READING PASSAGE:
════

But what if you want to get laid but can’t? Let me tell you there’s nothing wrong with you despite what anyone says. What you need is not moralizing but actual, useful advice. First of course you have to understand what I talked about in part 1. The next step is assessing your situation and setting up achievable goals. This might seem silly but it ain’t. Many fail miserably because they skip this step.

First of all, and this should be a disclaimer for all beginners: don’t expect miracles. If you can’t get laid for the life of you, don’t think that you’ll read a book and it’ll make you the next Brad Pitt or something. Never make the mistake this guy did:

It actually depressed the fuck out of me. (…) I realized then that “Game” could never ever make you better than a natural which to me meant that it didn’t really work.

Your aim shouldn’t be becoming “better than a natural”, that could only set you up for a fall. Game works, but it’s not a miracle cure for all your problems. If you want success like George Clooney’s I got bad news for you: it ain’t gonna happen.

So don’t be mad at me if I say you should objectively assess where you are and what are your possibilities. If you have too much self esteem and tend to think that you “deserve” supermodels you should probably try Roissy’s sex ranking test for men and adjust your self-image accordingly. If you already have low self esteem then don’t take the test, it will just depress you. The point is, try to determine your own sex rank because that’ll be a useful guide.

════

SOURCE DATA:
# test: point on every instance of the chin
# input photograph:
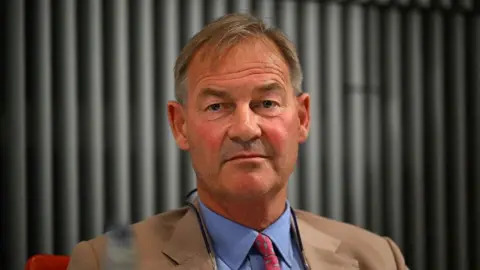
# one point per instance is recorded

════

WORK INSTRUCTIONS:
1 – In the dating advice passage, what test does the writer suggest for men who think they "deserve" supermodels?
2 – Write the next part of the dating advice passage, beginning right after its final sentence.

ANSWERS TO THE PROBLEMS:
1 – Roissy's sex ranking test for men.

2 –
Now we get to a sensitive topic: there are things you know you should do but you don’t because you’re either lazy or find some excuses. I’m talking about the obvious stuff: going on a diet, working out, buying new and better clothes, and yes, better personal hygiene if needed. I’m not a fool like Obsidian, saying y’all stink, but there are people out there who should pay attention nonetheless. Do all these if you have the willpower because they really help. But don’t do it for women – do it for yourself. This applies to almost anything about game. If you do game as a shortcut into women’s pants it will probably backfire on you. Do it as self improvement and you’ll get better with women anyways. The “techniques” are the same but a different mindset will yield different results. More on this later.

There are less obvious things which will also help your success but are not directly linked to game. These include going out more, building a wider social circle and doing interesting stuff, like hobbies and such. Now going out is easily understandable because you will meet more people, and it’s the same with a wider social circle. “Doing interesting stuff” is a bit trickier. It will provide you with something interesting to say if you’re talking to someone new, and maybe a chance to take a girl on an exciting date. So, if you always wanted to try skydiving or scuba diving, you really should. It will show women that you’re exciting, have your life sorted out and your act put together. Expanding your social circle is easier than you might think, just keep in touch with your friends and family, or renew old friendships if needed. Be active. If you’re introverted this might seem tiring, but a dry spell lasting for years should be enough motivation to lift your ass and do something. If you can’t be forced into leaving your room then you’re beyond salvation and you might as well stop reading.

I talk about these now because they are important even before you try to date women. Game is a lot more than “faking” the body language and the chitchat of natural alphas. It’s a journey of improving yourself, becoming a better man whom women will find attractive. It’s important because sooner or later you will want a long term relationship (LTR) and then you will have to have substance. Negs and DHV stories will not cut it.

UPDATE regarding where you should aim: Roissy just had something similar to say in his recent post:

the goal of PUAdom is not to get nerds laid with “9s and 10s”, but to get them success with women a point or two above what they are normally used to dating.

Let me add: or get them to date girls at all.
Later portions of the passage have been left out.